Stated task: Please rescale the entries starting at the line that contains "Isolate each blurred tree" and ending at the line that contains "xmin=802 ymin=290 xmax=1031 ymax=869", repeating every line, requests included. Multiply each bounding-box coordinate in the answers by 1.75 and round it to a whole number, with halves rounded up.

##############################

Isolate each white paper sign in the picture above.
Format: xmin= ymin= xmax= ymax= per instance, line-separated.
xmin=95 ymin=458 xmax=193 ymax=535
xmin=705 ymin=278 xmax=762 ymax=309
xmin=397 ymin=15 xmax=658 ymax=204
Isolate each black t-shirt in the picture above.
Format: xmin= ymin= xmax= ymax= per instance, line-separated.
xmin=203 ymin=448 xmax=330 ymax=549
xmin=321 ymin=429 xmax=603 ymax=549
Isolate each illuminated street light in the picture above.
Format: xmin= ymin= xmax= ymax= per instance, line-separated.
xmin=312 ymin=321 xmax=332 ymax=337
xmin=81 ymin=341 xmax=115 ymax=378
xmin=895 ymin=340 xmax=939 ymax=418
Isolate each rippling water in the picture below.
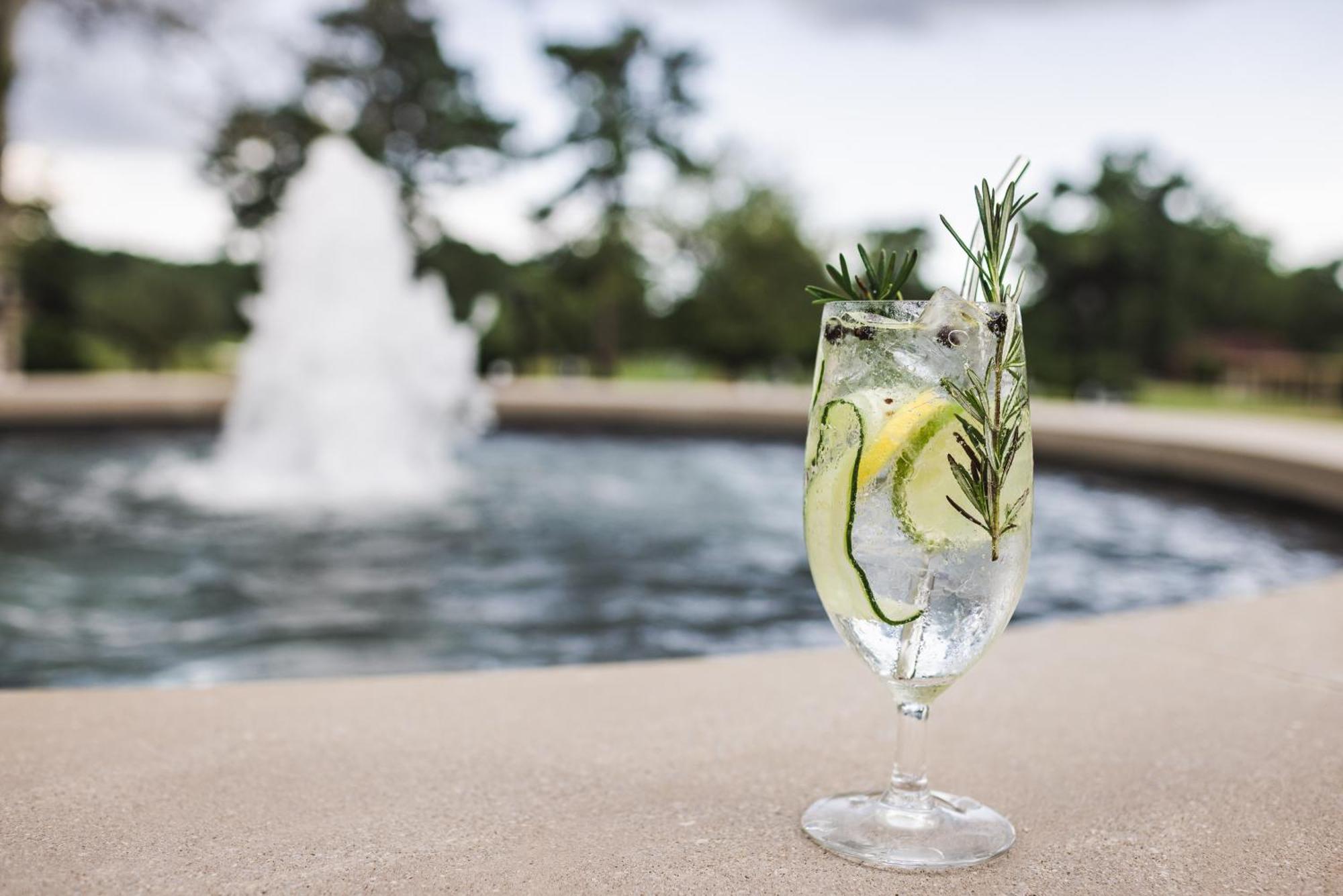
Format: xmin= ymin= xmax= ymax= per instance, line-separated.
xmin=0 ymin=434 xmax=1343 ymax=685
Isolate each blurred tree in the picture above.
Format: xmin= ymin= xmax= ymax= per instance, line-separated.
xmin=19 ymin=209 xmax=257 ymax=370
xmin=537 ymin=26 xmax=706 ymax=376
xmin=1023 ymin=154 xmax=1343 ymax=392
xmin=0 ymin=0 xmax=208 ymax=373
xmin=667 ymin=187 xmax=822 ymax=377
xmin=205 ymin=0 xmax=510 ymax=232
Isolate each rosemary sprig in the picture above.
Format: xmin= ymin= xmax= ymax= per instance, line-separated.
xmin=803 ymin=243 xmax=919 ymax=305
xmin=941 ymin=168 xmax=1035 ymax=560
xmin=937 ymin=162 xmax=1039 ymax=303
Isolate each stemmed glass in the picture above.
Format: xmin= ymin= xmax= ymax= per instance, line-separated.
xmin=802 ymin=289 xmax=1031 ymax=868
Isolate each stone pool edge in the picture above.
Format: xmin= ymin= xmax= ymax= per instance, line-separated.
xmin=0 ymin=375 xmax=1343 ymax=512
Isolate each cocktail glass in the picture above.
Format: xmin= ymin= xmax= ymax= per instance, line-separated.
xmin=802 ymin=290 xmax=1031 ymax=869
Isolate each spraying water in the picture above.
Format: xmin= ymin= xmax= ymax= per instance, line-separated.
xmin=164 ymin=137 xmax=489 ymax=509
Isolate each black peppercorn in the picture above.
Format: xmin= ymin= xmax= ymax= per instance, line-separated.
xmin=937 ymin=326 xmax=966 ymax=349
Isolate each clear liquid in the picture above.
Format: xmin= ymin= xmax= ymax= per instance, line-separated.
xmin=807 ymin=302 xmax=1031 ymax=703
xmin=827 ymin=535 xmax=1030 ymax=703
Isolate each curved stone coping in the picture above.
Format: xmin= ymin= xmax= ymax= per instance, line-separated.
xmin=0 ymin=578 xmax=1343 ymax=895
xmin=0 ymin=375 xmax=1343 ymax=512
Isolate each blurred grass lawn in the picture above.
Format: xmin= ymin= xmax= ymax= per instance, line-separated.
xmin=1133 ymin=380 xmax=1343 ymax=420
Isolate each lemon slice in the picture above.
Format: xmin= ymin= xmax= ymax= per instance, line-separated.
xmin=858 ymin=389 xmax=959 ymax=488
xmin=803 ymin=399 xmax=923 ymax=625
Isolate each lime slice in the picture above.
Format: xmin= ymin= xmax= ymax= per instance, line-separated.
xmin=803 ymin=399 xmax=923 ymax=625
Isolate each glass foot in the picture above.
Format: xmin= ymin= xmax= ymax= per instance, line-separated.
xmin=802 ymin=790 xmax=1017 ymax=869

##############################

Result:
Isolate each blurred tree in the picture above.
Format: xmin= ymin= xmax= ymax= per instance, line-separated.
xmin=33 ymin=366 xmax=450 ymax=648
xmin=940 ymin=46 xmax=1236 ymax=658
xmin=1790 ymin=270 xmax=2350 ymax=686
xmin=0 ymin=0 xmax=364 ymax=653
xmin=1167 ymin=327 xmax=1439 ymax=660
xmin=359 ymin=0 xmax=893 ymax=406
Isolate each rosemary sprig in the picture above.
Format: xmin= ymin= xmax= ymax= per instance, line-separated.
xmin=1405 ymin=425 xmax=1608 ymax=534
xmin=1647 ymin=294 xmax=1811 ymax=980
xmin=1640 ymin=284 xmax=1818 ymax=530
Isolate each stemmed glass in the picture above.
Format: xmin= ymin= xmax= ymax= per instance, line-separated.
xmin=1404 ymin=506 xmax=1804 ymax=1519
Isolate each stone pool edge in the picture above.
Format: xmin= ymin= xmax= ymax= per instance, line-separated.
xmin=0 ymin=656 xmax=2350 ymax=896
Isolate each cocktail glass in the picture above.
Format: xmin= ymin= xmax= ymax= per instance, line-separated.
xmin=1404 ymin=508 xmax=1804 ymax=1521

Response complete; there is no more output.